## GIVEN INSTRUCTION
Arrange every line of the material below as a JSON list of strings, one string per line, omitting blank lines. Leave the pictures out of the list.

----------

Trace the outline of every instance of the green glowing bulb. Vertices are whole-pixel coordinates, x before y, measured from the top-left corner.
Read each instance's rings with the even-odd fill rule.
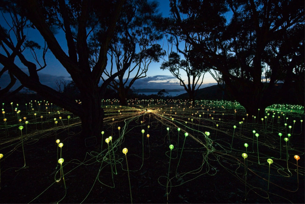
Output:
[[[269,165],[273,163],[273,160],[271,159],[268,159],[267,160],[267,162],[269,163]]]
[[[124,148],[123,149],[123,150],[122,151],[123,152],[123,153],[126,154],[128,152],[128,150],[127,149],[127,148]]]
[[[248,157],[248,154],[245,153],[243,153],[242,154],[242,156],[243,157],[244,159],[245,159]]]
[[[105,140],[105,142],[106,142],[108,143],[109,143],[109,142],[110,141],[110,140],[109,139],[109,138],[106,138],[106,139]]]
[[[58,163],[60,164],[61,164],[63,162],[63,161],[64,161],[63,159],[62,158],[61,158],[58,160]]]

----------

## RESPONSE TO THIS TASK
[
  "Trace the outline of every instance of the green glowing bulb. Vertices are whole-pixel coordinates, x before y, measured from the top-left corner.",
  "Read each instance's rings with the even-odd fill rule.",
  "Output:",
  "[[[269,165],[273,163],[273,160],[271,159],[268,159],[267,160],[267,162],[269,163]]]",
  "[[[124,148],[123,149],[123,150],[122,151],[123,152],[123,153],[126,154],[128,152],[128,150],[127,149],[127,148]]]",
  "[[[248,157],[248,154],[245,153],[243,153],[242,154],[242,156],[243,157],[244,159],[245,159]]]",
  "[[[105,140],[105,142],[106,142],[108,143],[109,143],[109,142],[110,141],[110,140],[109,139],[109,138],[106,138],[106,139]]]",
  "[[[58,163],[60,164],[61,164],[63,162],[63,161],[64,161],[63,159],[62,158],[61,158],[58,160]]]"
]